**SET TASK**
Rewrite the items from their start through the line containing "200), (35, 200)]]", substituting "rugged mountain peak" for "rocky mountain peak" and leaving everything else unchanged.

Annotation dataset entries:
━━━━

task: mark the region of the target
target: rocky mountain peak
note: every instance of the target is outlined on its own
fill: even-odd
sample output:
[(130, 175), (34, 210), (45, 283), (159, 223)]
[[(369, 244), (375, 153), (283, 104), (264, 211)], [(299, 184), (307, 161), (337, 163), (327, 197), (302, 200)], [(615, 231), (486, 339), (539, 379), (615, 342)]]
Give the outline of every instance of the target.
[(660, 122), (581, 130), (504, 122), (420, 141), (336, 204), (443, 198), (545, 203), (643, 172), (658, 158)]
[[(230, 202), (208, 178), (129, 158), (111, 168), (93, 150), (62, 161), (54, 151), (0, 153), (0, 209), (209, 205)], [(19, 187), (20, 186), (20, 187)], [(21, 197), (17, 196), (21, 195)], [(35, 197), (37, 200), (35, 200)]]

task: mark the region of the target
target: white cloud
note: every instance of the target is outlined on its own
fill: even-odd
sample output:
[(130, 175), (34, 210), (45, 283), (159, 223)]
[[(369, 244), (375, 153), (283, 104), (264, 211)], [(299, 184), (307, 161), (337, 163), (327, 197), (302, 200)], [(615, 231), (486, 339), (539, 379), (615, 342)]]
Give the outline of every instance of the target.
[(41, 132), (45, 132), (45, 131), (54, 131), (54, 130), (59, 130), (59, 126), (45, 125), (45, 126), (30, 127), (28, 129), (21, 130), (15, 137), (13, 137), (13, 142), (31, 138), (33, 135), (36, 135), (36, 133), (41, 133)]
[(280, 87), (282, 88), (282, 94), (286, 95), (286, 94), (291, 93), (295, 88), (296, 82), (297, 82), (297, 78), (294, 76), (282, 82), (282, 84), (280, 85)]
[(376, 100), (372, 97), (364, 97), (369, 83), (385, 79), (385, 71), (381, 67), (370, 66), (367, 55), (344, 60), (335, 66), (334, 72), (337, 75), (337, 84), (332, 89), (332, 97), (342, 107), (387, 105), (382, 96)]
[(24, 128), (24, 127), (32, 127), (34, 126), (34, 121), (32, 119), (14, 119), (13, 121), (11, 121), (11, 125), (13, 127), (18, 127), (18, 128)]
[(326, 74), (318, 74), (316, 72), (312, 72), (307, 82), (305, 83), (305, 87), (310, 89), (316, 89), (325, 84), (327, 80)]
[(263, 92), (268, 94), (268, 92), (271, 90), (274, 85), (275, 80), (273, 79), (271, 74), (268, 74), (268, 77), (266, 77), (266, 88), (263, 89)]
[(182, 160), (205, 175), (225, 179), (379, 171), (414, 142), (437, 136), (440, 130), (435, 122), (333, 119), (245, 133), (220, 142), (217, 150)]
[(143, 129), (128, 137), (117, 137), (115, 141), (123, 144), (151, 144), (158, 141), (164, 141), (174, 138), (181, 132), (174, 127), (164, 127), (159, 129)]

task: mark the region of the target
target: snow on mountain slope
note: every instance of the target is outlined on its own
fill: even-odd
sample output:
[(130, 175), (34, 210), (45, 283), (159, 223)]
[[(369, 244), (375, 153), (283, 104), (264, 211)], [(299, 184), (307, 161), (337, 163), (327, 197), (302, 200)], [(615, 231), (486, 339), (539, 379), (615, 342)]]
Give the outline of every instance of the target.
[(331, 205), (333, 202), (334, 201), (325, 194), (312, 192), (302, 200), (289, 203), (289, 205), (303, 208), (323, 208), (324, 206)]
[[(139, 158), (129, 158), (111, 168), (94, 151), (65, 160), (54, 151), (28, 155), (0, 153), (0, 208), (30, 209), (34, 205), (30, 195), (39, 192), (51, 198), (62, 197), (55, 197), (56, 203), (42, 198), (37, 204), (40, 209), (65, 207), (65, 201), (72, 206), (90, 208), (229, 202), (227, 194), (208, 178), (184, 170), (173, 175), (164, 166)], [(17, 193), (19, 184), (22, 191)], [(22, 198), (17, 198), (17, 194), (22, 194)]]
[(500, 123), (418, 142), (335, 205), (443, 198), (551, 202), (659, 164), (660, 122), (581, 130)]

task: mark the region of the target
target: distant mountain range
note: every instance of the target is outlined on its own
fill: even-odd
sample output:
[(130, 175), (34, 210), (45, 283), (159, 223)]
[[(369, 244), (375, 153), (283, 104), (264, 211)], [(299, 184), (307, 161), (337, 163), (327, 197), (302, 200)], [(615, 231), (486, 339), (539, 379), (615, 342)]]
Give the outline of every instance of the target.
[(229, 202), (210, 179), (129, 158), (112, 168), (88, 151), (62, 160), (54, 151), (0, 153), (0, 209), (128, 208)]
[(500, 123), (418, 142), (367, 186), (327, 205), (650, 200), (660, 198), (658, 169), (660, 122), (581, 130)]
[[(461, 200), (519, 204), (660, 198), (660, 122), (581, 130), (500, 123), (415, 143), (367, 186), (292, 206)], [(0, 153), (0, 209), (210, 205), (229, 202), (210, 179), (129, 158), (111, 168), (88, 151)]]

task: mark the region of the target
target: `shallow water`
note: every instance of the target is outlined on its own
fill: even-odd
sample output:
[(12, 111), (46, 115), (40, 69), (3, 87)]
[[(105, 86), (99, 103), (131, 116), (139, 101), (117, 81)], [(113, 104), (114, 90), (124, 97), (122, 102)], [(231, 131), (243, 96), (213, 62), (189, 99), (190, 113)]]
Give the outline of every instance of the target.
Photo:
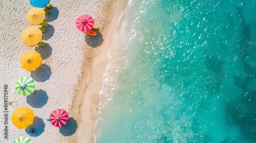
[(97, 142), (256, 142), (255, 13), (256, 1), (129, 1)]

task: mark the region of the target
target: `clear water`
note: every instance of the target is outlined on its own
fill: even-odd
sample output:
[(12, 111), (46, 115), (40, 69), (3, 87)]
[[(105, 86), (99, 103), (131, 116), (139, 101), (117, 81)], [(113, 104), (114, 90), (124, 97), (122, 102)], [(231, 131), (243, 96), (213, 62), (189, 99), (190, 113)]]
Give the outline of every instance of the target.
[(129, 1), (97, 142), (256, 142), (255, 13), (252, 0)]

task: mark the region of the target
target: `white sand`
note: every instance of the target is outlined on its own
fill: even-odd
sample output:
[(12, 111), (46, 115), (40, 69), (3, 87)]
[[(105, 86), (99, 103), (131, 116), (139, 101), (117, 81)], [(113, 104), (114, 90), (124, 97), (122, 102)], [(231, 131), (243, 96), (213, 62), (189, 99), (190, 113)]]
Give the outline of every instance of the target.
[[(87, 55), (92, 56), (88, 55), (96, 51), (95, 48), (85, 47), (87, 45), (86, 38), (87, 37), (86, 39), (88, 40), (88, 37), (78, 30), (75, 27), (75, 20), (79, 16), (83, 14), (89, 14), (93, 17), (96, 16), (94, 12), (100, 2), (100, 0), (52, 1), (51, 3), (53, 7), (49, 9), (51, 14), (47, 16), (46, 20), (50, 26), (44, 34), (42, 40), (47, 43), (46, 46), (29, 47), (23, 44), (20, 36), (23, 30), (30, 26), (26, 19), (26, 13), (33, 7), (29, 4), (28, 0), (0, 1), (0, 86), (2, 94), (0, 99), (0, 113), (3, 114), (0, 117), (0, 142), (12, 142), (19, 136), (29, 137), (33, 142), (76, 142), (72, 140), (69, 141), (63, 135), (63, 134), (74, 133), (72, 131), (60, 131), (58, 128), (54, 127), (45, 119), (57, 108), (64, 109), (69, 112), (70, 111), (75, 91), (77, 89), (78, 81), (82, 73), (80, 67), (83, 55), (84, 57)], [(95, 18), (96, 25), (103, 25), (104, 22), (102, 20), (105, 19), (105, 14), (102, 15), (103, 18), (100, 14), (97, 15)], [(34, 49), (41, 54), (42, 65), (37, 71), (29, 72), (20, 67), (19, 59), (25, 52)], [(90, 57), (88, 59), (92, 60)], [(83, 72), (88, 71), (90, 70), (83, 69)], [(37, 81), (35, 92), (37, 96), (24, 97), (15, 96), (14, 86), (17, 80), (21, 77), (28, 76), (32, 76)], [(47, 78), (49, 79), (47, 79)], [(83, 80), (84, 80), (83, 82), (86, 83), (87, 80), (89, 81), (84, 78)], [(36, 134), (28, 134), (25, 129), (17, 129), (12, 124), (11, 116), (15, 108), (9, 106), (9, 139), (4, 139), (3, 94), (4, 85), (6, 84), (9, 87), (9, 101), (16, 102), (18, 107), (26, 106), (33, 110), (36, 116), (36, 121), (34, 121), (36, 123), (35, 125), (37, 132)], [(74, 103), (74, 105), (78, 105), (80, 102)], [(14, 105), (15, 106), (15, 104)], [(74, 112), (70, 113), (70, 117), (77, 122), (80, 122), (79, 118), (77, 119), (76, 115)], [(71, 127), (75, 128), (74, 121), (72, 120), (74, 126)], [(78, 129), (87, 127), (81, 126), (83, 124), (81, 125), (78, 125)], [(76, 132), (81, 133), (77, 130)], [(93, 131), (90, 132), (89, 135), (86, 135), (89, 136), (89, 138), (93, 135)], [(75, 134), (70, 137), (76, 136)], [(83, 136), (83, 134), (81, 135)]]
[(98, 123), (95, 123), (95, 120), (99, 115), (99, 93), (101, 90), (103, 74), (108, 65), (108, 52), (111, 46), (113, 35), (126, 3), (125, 0), (102, 1), (95, 12), (95, 16), (98, 16), (96, 19), (98, 20), (96, 22), (100, 27), (104, 41), (97, 48), (88, 45), (85, 47), (82, 75), (71, 109), (71, 114), (75, 116), (78, 122), (79, 132), (70, 136), (68, 139), (70, 142), (95, 141), (94, 130), (98, 129)]

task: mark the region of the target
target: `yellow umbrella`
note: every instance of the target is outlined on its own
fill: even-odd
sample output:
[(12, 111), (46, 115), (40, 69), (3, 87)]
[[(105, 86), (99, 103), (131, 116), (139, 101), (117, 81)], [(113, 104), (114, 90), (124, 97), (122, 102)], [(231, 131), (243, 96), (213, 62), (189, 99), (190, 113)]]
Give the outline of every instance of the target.
[(26, 17), (30, 25), (38, 26), (46, 19), (46, 12), (42, 8), (32, 8), (27, 13)]
[(32, 109), (27, 106), (20, 106), (13, 110), (12, 124), (18, 129), (27, 129), (33, 124), (34, 117)]
[(22, 55), (20, 58), (22, 67), (28, 71), (35, 70), (41, 65), (41, 55), (35, 50), (28, 51)]
[(22, 34), (22, 41), (28, 46), (37, 45), (42, 38), (42, 32), (38, 27), (28, 27), (23, 30)]

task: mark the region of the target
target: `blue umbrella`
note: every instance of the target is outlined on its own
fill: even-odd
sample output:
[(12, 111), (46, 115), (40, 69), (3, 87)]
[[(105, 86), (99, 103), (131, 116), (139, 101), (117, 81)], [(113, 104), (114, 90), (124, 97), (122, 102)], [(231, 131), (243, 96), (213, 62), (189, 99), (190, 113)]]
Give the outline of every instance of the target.
[(42, 8), (49, 4), (50, 0), (30, 0), (29, 2), (34, 7)]

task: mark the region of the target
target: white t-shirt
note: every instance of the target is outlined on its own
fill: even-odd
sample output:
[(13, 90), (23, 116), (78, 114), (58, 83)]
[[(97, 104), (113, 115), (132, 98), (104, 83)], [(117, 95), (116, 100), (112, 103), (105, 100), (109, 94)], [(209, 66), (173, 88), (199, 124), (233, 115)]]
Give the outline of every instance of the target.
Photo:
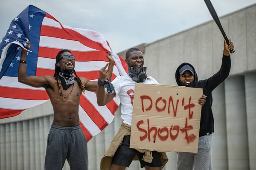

━━━━

**TASK SOLUTION**
task: mark the region of the target
target: rugged mountain peak
note: every instance of the target is outlined on its own
fill: even-odd
sample output:
[(130, 175), (34, 210), (45, 283), (159, 223)]
[[(369, 244), (375, 153), (283, 104), (264, 211)], [(299, 184), (307, 161), (337, 163), (327, 197), (302, 200)], [(615, 231), (486, 339), (539, 379), (615, 342)]]
Give the outline of every instance of the target.
[(660, 122), (581, 130), (504, 122), (420, 141), (336, 204), (443, 198), (545, 203), (643, 172), (658, 158)]
[[(230, 202), (208, 178), (129, 158), (111, 168), (93, 150), (62, 161), (54, 151), (0, 153), (0, 209), (209, 205)], [(19, 187), (20, 186), (20, 187)], [(21, 197), (17, 196), (21, 195)], [(35, 197), (37, 200), (35, 200)]]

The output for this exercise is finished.